#### Request 1:
Please write out the records again, starting at the line that contains "Note: pick out each instance of the bare" and ending at the end of the records, with the requests included and 136 added to each coordinate of every point in the answers.

==== Quoted passage

Using Motion to Create Running Lanes
There are many elements to a running game that can make it successful. The use of motion is an often-overlooked factor. However, it’s one that can take a rushing attack to the next level.
Few coaches around the NFL do a better job of creating running lanes than 49ers Head Coach, Kyle Shanahan. He perennially has one of the most, if not the most, versatile running schemes in the league, using everything at his disposal to create favorable matchups and blocking angles. Motion is one of those tactics that he leans on regularly to generate successful running plays.
Take this play from the 49ers’ 2019 Divisional Playoff win against the Vikings as an example.
Here, wide receiver Kendrick Bourne initially motioned from left to right across the formation. This created a 3×1 alignment. The Vikings responded by having the safety over Bourne follow him to get more defensive backs to the 3-receiver side. The strong-side linebacker then traded places with that safety:
However, Bourne quickly changed directions and sprinted back in motion to the left behind quarterback Jimmy Garoppolo. This time, the safety did not follow Bourne. Instead, he stayed where he was, and the linebacker to the weak side kicked out to account for Bourne’s motion:
Minnesota likely did this to keep their defenders in position because the 49ers often use this type of motion right before the snap.

========
==== Given information

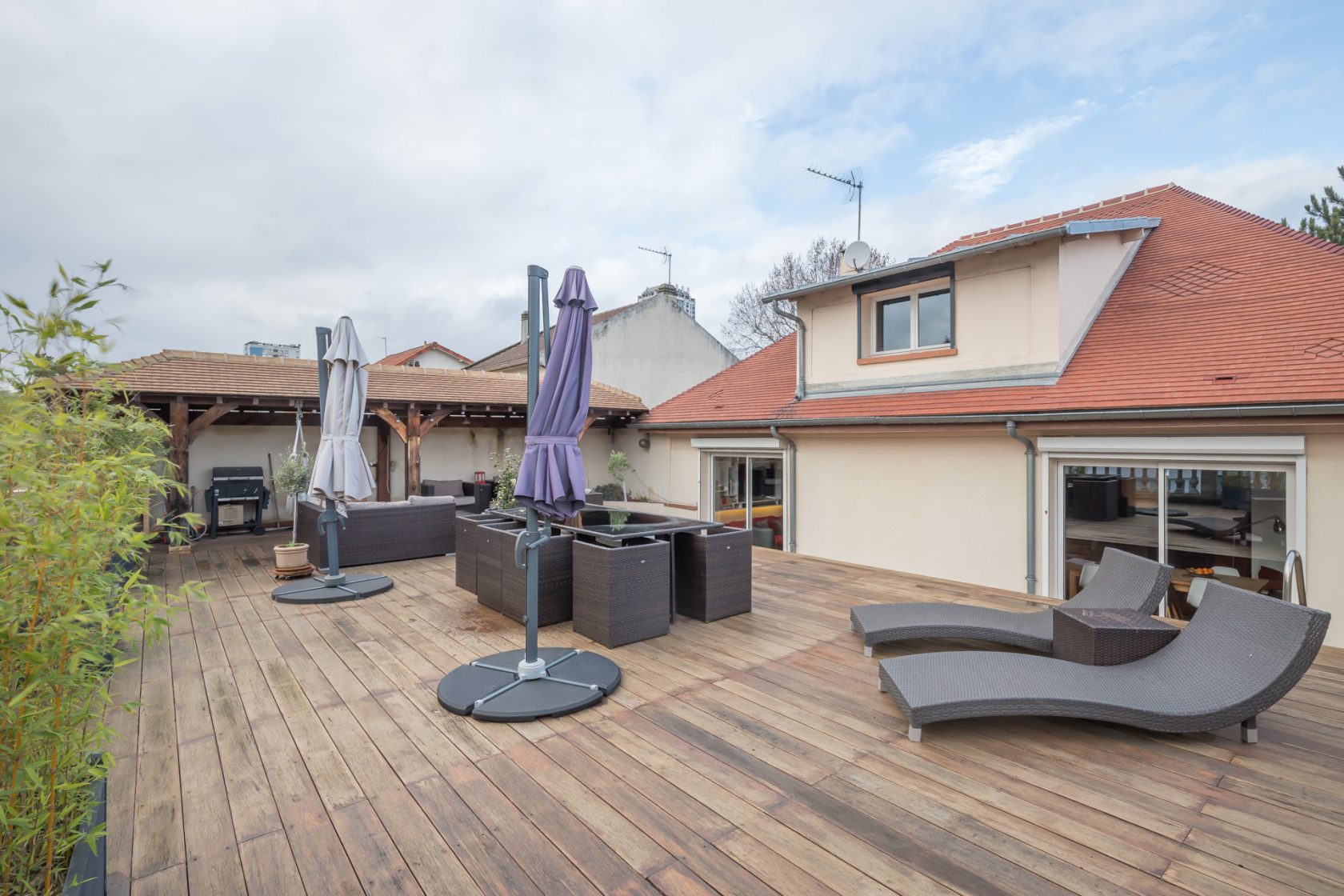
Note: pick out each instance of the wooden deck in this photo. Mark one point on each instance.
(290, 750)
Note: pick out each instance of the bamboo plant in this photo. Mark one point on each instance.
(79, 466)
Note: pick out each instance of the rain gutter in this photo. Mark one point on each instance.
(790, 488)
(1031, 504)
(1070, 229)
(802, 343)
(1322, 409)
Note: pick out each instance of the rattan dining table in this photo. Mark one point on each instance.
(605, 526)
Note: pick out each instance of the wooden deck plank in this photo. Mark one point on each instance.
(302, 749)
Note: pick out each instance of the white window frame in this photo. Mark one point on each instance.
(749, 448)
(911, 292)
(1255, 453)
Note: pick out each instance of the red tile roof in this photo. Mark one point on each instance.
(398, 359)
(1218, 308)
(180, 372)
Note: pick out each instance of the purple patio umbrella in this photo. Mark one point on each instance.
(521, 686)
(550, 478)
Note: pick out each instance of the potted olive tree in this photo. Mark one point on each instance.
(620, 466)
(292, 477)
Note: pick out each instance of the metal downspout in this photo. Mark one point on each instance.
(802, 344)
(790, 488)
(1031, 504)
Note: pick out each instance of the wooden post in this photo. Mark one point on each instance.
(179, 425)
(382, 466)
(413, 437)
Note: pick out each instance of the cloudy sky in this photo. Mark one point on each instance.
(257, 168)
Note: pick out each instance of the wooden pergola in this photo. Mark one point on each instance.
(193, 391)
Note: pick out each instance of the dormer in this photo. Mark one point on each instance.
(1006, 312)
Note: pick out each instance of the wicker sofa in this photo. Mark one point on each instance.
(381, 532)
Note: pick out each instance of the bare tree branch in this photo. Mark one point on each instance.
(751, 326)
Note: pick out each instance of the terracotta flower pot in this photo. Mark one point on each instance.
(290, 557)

========

#### Request 2:
Rewrite the article on using motion to create running lanes, starting at "Few coaches around" and ending at "as an example.", and swap "running schemes" for "offensive schemes".

#### Exercise output 1:
Note: pick out each instance of the bare tree branch in this photo. Mark one point on each instance.
(887, 462)
Note: pick out each instance of the terracotta flower pot in this photo. Mark one point on each instance.
(426, 693)

#### Exercise output 2:
Few coaches around the NFL do a better job of creating running lanes than 49ers Head Coach, Kyle Shanahan. He perennially has one of the most, if not the most, versatile offensive schemes in the league, using everything at his disposal to create favorable matchups and blocking angles. Motion is one of those tactics that he leans on regularly to generate successful running plays.
Take this play from the 49ers’ 2019 Divisional Playoff win against the Vikings as an example.